▶ EXTRAIT DU TEXTE:
EB : C’est des marionnettes, des petits personnages…
QD : On n’a pas envie de les voir chez eux se laver les mains ni aller aux toilettes.
Comment avez-vous choisi entre chaque “Dalí” celui qui peindrait, celui participerait à telle ou telle séquence ?
QD : Ça, c’était un rythme très compliqué à créer, pour qu’ils aient tous un rythme et qu’on les retrouve, en fait. Pour éviter une apparition trop courte d’un mec qui disparaîtrait, par exemple.
Jouer quelqu’un en représentation, c’est savoureux pour un acteur.
Édouard Baer
Les comédiens avaient-ils leur mot à dire ?
QD : Ah oui.
EB : C’était merveilleux parce que, quand vous lisez un rôle, il y a parfois une ou deux scènes que vous aimez moins dans le personnage et d’autres que vous préférez. Là, c’est formidable, c’était : « celle-là, donne-la plutôt à untel ». Ou plutôt dans l’autre sens : « Celle-là, je rêve de la jouer. » Et je crois que, à peu près, toutes celles que je rêvais de jouer, j’ai réussi à force de persuasion et grâce à mes réseaux de franc-maçon. (rires) Jouer quelqu’un en représentation, c’est savoureux pour un acteur. Et j’ai beaucoup de scènes avec Anaïs Demoustier, ce qui était une grande joie. (citant Truffaut) « hier vous disiez que c’était une souffrance… »
Chacun devait-il faire “son” Dalí ou bien il y avait une feuille de route ?
QD : Non. L’enjeu, c’était : « faites le meilleur Dalí possible. » C’est tellement compliqué comme exercice que je ne pouvais pas leur demander autre chose ; je n’allais pas commencer à leur donner des variations. C’est tellement difficile ! Et on s’est plantés plein de fois. Il y a plein de moments où on arrêtait, on éclatait de rire.
AD : Il y avait des accents qui partaient dans des mauvais pays… (rires)
QD : Africains ou mexicains…
JC : Un moment, on était Chirac, hein.

▶ CONSIGNE 1: Relevez toutes les abréviations qui désignent les intervenants dans l'entretien sur les rôles de Dalí.
▶ CONSIGNE 2: Rédigez la suite de l'entretien sur les rôles de Dalí à partir de sa dernière réplique.

▶ DONNÉES DISPONIBLES:
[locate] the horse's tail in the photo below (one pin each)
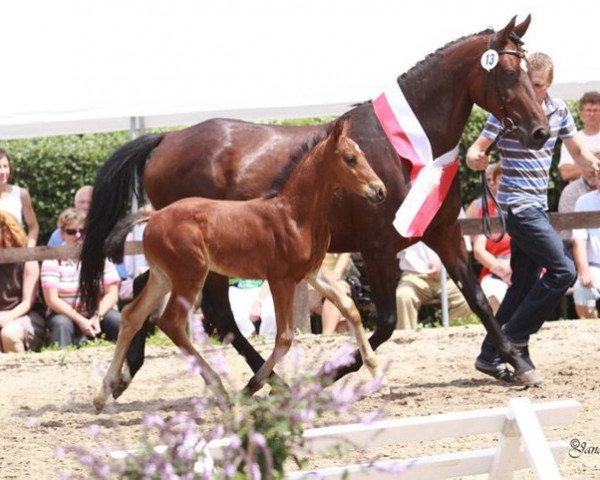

▶ RÉPONSE 1: EB, QD, AD, JC

▶ RÉPONSE 2:
EB : Heureusement, on pouvait réécouter.
QD : Pour l’intervieweuse [que joue Anaïs Demoustier], c’était un régal : tous les jours, elle avait un Dalí différent.
AD : Oui, et j’avais beaucoup d’empathie. C’est hyper courageux de faire ça. Très difficile. Et en plus, ils ne restaient que quelques jours pour s’emparer du personnage. Le fait que plusieurs acteurs fassent Dalí fait jaillir la personnalité de Dalí. On n’est pas dans un truc premier degré.
QD : (à Anais Demoustier) Il y a un truc qui me chagrine : la proposition des Dalí est tellement forte puisqu’on s’inspire du mec. Ça prend tellement de place qu’on passe complètement à côté de TA performance. Alors que c’est hyper précis, hyper minutieux, super joli. Mais t’es tellement bouffée, vu que ça prend de la place, Dalí.
EB : Non mais il y a le monologue d’Anaïs face caméra ; pour moi c’est un moment de cinéma dingue !
AD : J’adore le fait qu’elle n’est pas une journaliste, finalement, mais une admiratrice qui poursuit inlassablement cette homme…
EB : Quand on croise des gens extravagants comme ça, on a envie de les suivre.
Je n’ai jamais autant parlé de musique avant d’entendre une note (…) [Thomas Bangalter] a synthétisé tout ce qu’on s’était dit et [à] en faire un morceau de musique.
Quentin Dupieux
Il y a une dimension cyclique dans le film, presque hélicoïdale, qui se retrouve aussi dans la musique. Avez-vous donné des instruction précises au compositeur, Thomas Bangalter ?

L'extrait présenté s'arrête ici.